## Text block
>>>

What are the implications for business/mission critical communications?
Autonomous networks present business with a way to not only automate the operations within their networks but to adapt to changing futures, including non-technical business goals. For example, tasking the network to autonomously explore sustainability or low carbon business goals, in addition to maintaining high levels of signal coverage.
Autonomous operation of the network enables faster and customised responses to the live conditions of the network. This aligns well with the new sea of vertical applications and slicing in 5G and AI-native customisations of 6G.
Pragmatically, this means fewer resources will be required for operational aspects of the network, enabling skilled engineers to focus on more innovation and enhancement, rather than maintenance and troubleshooting.
What can businesses do now to take advantage of the opportunities presented by these networks? How will they need to change from an operational perspective?
In addition to the new Autonomous Networks - Architecture Framework, there are many standards activities on different aspects of autonomous networks all of which are positively contributing to the conversation. These include as ETSI’s ZSM, or 3GPP’s SA5.
However, to make autonomous networks a reality network operators need to balance standards development with prototyping and fast failure.
In the Focus Group on Autonomous networks, we have been running an annual multi-month build-a-thon, where challenges based on the key concepts have been set and teams from all sectors and countries have participated. This has given great insight and feedback in the development of the standard, as well as the advantage and opportunity of autonomous networks. Feel free to reach out if you are interested!

<<<

## Prompt
Retype the text on autonomous networks from "In addition to the" to "or 3GPP’s SA5.", keeping every word and punctuation mark unchanged.

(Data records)
>>>

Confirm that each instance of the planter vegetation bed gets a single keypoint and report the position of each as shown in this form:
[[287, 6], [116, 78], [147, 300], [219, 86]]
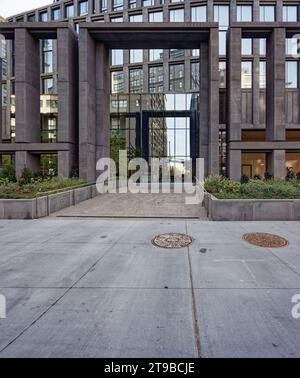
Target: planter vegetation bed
[[223, 188]]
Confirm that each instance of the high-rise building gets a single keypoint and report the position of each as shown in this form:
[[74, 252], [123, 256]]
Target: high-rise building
[[232, 99]]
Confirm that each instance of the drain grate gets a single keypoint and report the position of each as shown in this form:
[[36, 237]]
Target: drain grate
[[261, 239], [172, 240]]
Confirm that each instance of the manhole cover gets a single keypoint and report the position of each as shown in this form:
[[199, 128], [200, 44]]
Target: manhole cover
[[172, 240], [265, 240]]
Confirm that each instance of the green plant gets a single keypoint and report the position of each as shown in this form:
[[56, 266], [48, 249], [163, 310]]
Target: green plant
[[244, 179], [8, 172], [220, 184], [26, 176]]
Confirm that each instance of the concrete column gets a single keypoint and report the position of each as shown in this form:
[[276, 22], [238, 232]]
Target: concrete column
[[26, 159], [213, 95], [279, 10], [233, 11], [276, 164], [256, 11], [234, 101], [235, 163], [67, 68], [87, 106], [66, 162], [203, 106], [102, 102], [275, 88], [210, 11], [2, 124], [255, 84], [27, 71]]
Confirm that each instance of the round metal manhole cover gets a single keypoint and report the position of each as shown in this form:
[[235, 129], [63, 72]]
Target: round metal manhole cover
[[172, 240], [261, 239]]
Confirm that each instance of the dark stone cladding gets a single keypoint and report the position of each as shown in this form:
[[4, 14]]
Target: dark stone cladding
[[244, 109]]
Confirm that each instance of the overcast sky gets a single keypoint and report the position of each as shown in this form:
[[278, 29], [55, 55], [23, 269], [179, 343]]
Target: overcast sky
[[11, 7]]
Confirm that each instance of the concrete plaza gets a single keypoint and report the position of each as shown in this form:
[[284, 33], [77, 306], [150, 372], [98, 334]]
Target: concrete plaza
[[99, 288]]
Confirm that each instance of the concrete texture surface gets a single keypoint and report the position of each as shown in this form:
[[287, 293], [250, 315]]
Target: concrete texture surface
[[128, 205], [99, 288]]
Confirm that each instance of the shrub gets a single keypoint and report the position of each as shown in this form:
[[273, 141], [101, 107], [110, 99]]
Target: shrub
[[244, 179], [9, 173], [220, 184], [26, 176]]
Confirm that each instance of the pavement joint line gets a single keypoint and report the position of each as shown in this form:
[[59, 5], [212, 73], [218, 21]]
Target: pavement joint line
[[143, 288], [56, 301], [194, 306]]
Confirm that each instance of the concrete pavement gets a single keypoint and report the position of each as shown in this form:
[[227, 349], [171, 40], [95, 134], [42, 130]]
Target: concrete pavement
[[98, 288]]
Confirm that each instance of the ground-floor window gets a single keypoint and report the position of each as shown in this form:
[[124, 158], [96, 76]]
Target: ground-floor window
[[254, 165], [49, 164], [292, 162]]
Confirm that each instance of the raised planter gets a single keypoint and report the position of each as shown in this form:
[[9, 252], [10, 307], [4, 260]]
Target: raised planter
[[43, 206], [252, 209]]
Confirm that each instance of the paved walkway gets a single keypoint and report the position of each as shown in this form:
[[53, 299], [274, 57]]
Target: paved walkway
[[136, 206], [99, 288]]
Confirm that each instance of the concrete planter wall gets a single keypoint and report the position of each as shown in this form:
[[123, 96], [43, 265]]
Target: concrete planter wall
[[46, 205], [251, 210]]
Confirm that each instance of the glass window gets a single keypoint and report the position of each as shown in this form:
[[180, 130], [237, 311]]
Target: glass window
[[136, 18], [136, 80], [177, 53], [290, 13], [117, 82], [254, 164], [83, 8], [156, 17], [31, 18], [262, 46], [262, 74], [116, 19], [103, 5], [47, 56], [55, 14], [117, 57], [222, 42], [44, 16], [155, 54], [136, 56], [47, 86], [246, 75], [291, 74], [69, 11], [148, 3], [291, 46], [156, 79], [132, 4], [199, 13], [244, 13], [195, 75], [221, 15], [177, 15], [176, 77], [292, 162], [222, 74], [246, 46], [117, 4], [267, 13]]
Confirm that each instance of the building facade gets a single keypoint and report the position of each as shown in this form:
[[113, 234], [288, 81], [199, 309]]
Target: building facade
[[231, 97]]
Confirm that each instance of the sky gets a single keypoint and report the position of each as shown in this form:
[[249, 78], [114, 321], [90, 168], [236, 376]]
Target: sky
[[12, 7]]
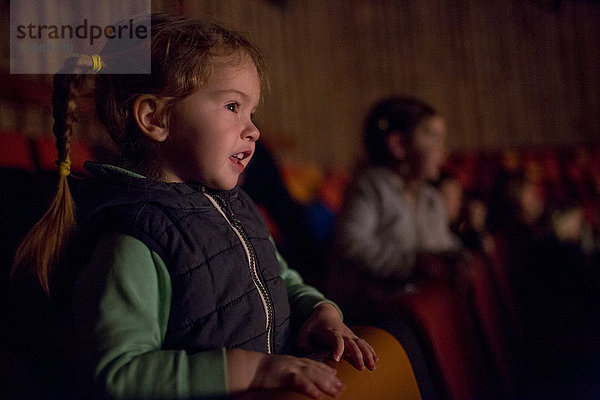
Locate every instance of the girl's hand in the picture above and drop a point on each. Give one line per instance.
(252, 370)
(325, 327)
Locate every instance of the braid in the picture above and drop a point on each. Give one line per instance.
(41, 248)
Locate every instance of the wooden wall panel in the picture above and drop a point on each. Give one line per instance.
(503, 73)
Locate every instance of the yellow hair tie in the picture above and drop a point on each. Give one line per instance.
(96, 62)
(64, 167)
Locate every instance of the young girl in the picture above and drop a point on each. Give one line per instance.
(178, 289)
(392, 217)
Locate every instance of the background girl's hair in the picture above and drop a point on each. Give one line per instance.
(392, 115)
(183, 53)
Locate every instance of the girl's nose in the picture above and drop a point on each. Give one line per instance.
(251, 133)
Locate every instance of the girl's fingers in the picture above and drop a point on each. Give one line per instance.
(338, 348)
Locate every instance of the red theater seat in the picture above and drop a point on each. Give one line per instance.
(15, 152)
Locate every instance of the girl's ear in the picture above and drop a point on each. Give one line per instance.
(147, 113)
(397, 145)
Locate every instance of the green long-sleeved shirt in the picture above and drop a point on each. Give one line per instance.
(122, 301)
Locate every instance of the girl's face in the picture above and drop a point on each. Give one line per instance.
(211, 133)
(428, 148)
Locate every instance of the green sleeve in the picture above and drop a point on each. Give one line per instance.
(303, 298)
(121, 307)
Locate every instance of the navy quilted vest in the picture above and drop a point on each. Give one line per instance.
(226, 288)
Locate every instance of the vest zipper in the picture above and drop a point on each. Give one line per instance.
(221, 205)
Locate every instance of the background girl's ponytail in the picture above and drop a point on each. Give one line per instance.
(40, 250)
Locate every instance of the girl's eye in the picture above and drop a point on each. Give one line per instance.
(233, 107)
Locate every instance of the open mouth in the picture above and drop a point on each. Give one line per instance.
(237, 158)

<<<

## Worked solution
In addition to the new Autonomous Networks - Architecture Framework, there are many standards activities on different aspects of autonomous networks all of which are positively contributing to the conversation. These include as ETSI’s ZSM, or 3GPP’s SA5.